● Work request
Please, could you print all the lines below exactly, leaving out the pictures?

● Dataset extract
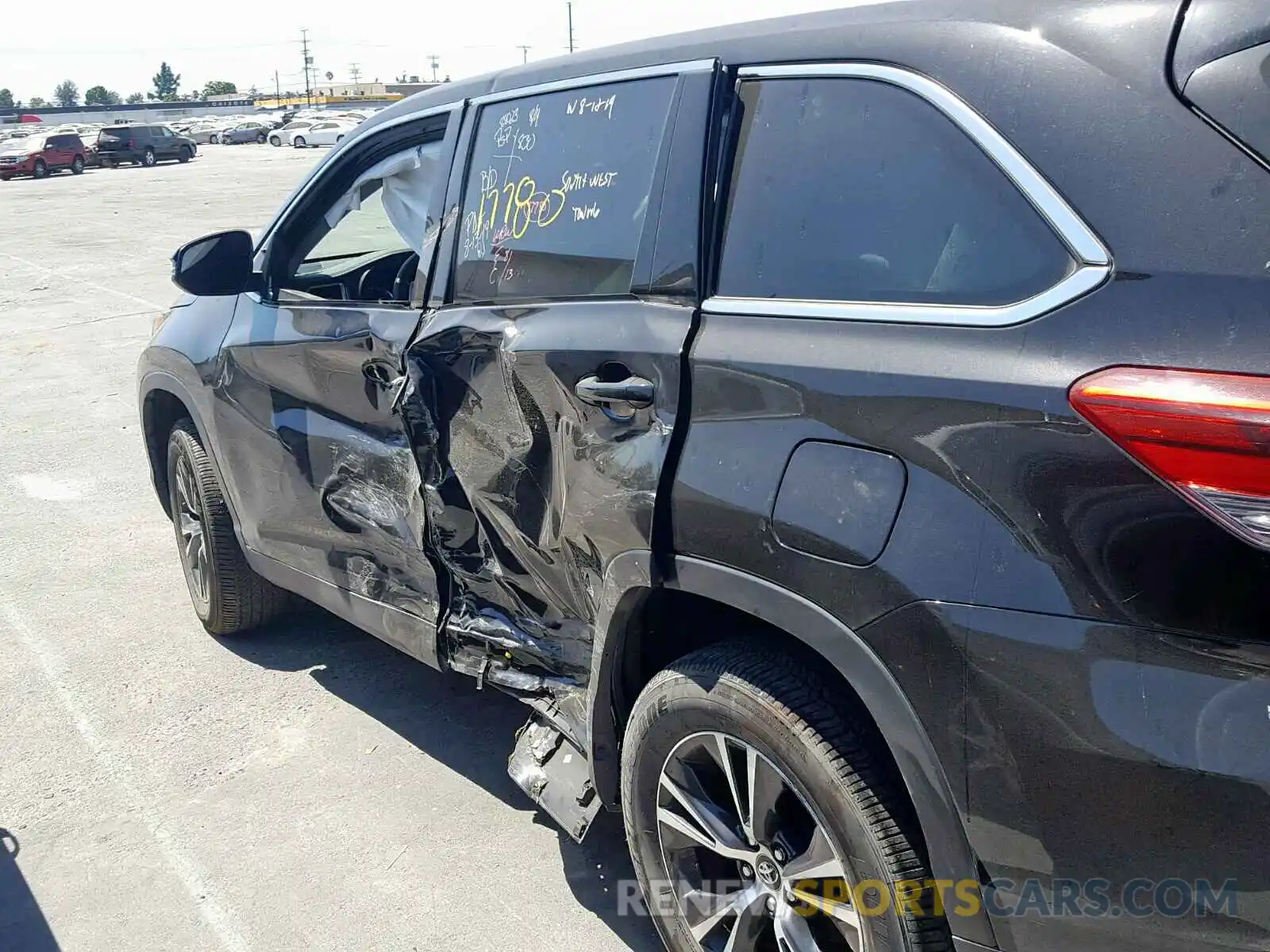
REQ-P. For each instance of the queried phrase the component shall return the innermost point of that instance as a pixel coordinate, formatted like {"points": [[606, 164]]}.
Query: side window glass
{"points": [[556, 192], [851, 190], [368, 245]]}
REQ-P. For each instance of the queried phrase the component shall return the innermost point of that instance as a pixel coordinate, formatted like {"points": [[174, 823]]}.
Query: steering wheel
{"points": [[404, 279]]}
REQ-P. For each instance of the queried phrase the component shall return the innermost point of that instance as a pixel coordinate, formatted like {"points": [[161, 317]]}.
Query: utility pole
{"points": [[309, 63]]}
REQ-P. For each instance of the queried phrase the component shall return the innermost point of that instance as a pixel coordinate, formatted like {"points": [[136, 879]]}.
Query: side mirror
{"points": [[216, 264]]}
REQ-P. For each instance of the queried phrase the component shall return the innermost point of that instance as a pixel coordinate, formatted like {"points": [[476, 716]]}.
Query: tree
{"points": [[219, 88], [67, 93], [167, 83], [101, 95]]}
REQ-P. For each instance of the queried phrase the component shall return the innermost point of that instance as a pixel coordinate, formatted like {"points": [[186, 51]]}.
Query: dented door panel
{"points": [[530, 490], [321, 463]]}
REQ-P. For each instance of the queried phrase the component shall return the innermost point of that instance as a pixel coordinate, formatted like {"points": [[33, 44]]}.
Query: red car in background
{"points": [[42, 154]]}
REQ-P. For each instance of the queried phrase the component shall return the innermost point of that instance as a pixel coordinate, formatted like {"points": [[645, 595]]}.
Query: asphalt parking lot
{"points": [[302, 789]]}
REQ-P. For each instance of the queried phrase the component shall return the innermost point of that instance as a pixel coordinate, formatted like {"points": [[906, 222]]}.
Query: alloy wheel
{"points": [[194, 531], [751, 866]]}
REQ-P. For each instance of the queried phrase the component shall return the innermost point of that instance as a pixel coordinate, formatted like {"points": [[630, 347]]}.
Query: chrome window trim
{"points": [[1094, 260], [1080, 282], [597, 79]]}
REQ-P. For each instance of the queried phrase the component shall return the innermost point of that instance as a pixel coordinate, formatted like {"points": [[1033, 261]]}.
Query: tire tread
{"points": [[241, 600], [806, 704]]}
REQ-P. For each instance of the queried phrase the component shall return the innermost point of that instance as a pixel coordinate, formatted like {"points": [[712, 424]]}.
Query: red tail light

● Problem solution
REQ-P. For each instance of the queried phrase the component shall return the innermost point of that instance as a pixel coordinate, formatted like {"points": [[606, 164]]}.
Query: side window glass
{"points": [[556, 192], [851, 190], [368, 245]]}
REQ-P. For each instance of the queried phrase the component shall return the innermost point of that instance as a pixel coordinate, formatted like {"points": [[174, 823]]}.
Query: steering wheel
{"points": [[404, 279]]}
REQ-P. For each instance of the queried phrase the component shall return the innermost point of that instance as a pixel coordinate, formatted like {"points": [[161, 317]]}.
Query: utility pole
{"points": [[309, 63]]}
REQ-P. For each instance of the queried phrase the component shall return the innermost point of that instance as a pixel coordinate, formatted like {"points": [[136, 879]]}.
Query: side mirror
{"points": [[216, 264]]}
REQ-P. For each instance of the queried phrase the component shall return the innermost point of that instance as a pixel coordinate, formatted like {"points": [[476, 716]]}.
Query: tree
{"points": [[219, 88], [67, 93], [167, 83], [101, 95]]}
REQ-P. For each instance of the queried phrase the component shall return the innermost point of that instance as a pixel coordinate, formatted like {"points": [[186, 51]]}.
Query: dented door panel
{"points": [[530, 490], [321, 463]]}
REQ-P. For each instance of the queried phrase the component shall return the innermost point of that instance as a pixel coordinate, formatted like {"points": [[33, 44]]}.
Query: red car in background
{"points": [[42, 154]]}
REQ-P. For each instance of the queried phrase the component shall return the innermost point of that instance as a pixel coordinate, formatted like {"points": [[645, 595]]}.
Query: asphalt parking lot
{"points": [[302, 789]]}
REQ-P. For each instance of the queried phrase the component shall return the innermost point of that instance as a pixel coordinate, formatted like {"points": [[906, 222]]}.
Query: alloy wheel
{"points": [[194, 531], [751, 866]]}
REQ-P. For each instance of the queried phrase the component shall return the innermost point of that instance as a pixel coordinate, formatted like {"points": [[630, 347]]}.
Query: chrome window trim
{"points": [[1094, 260], [1080, 282], [597, 79]]}
REQ-P. For each instance of the queried phrase the component shall return the innermost point of that instance as a pixel coordinate, formatted like {"points": [[1033, 261]]}.
Query: tire tread
{"points": [[241, 600], [806, 704]]}
REQ-P. For each instance of the queried phrase the component shall return the innermost point of that instance as a pixel coordinate, formatted like {"points": [[712, 424]]}.
Query: red tail light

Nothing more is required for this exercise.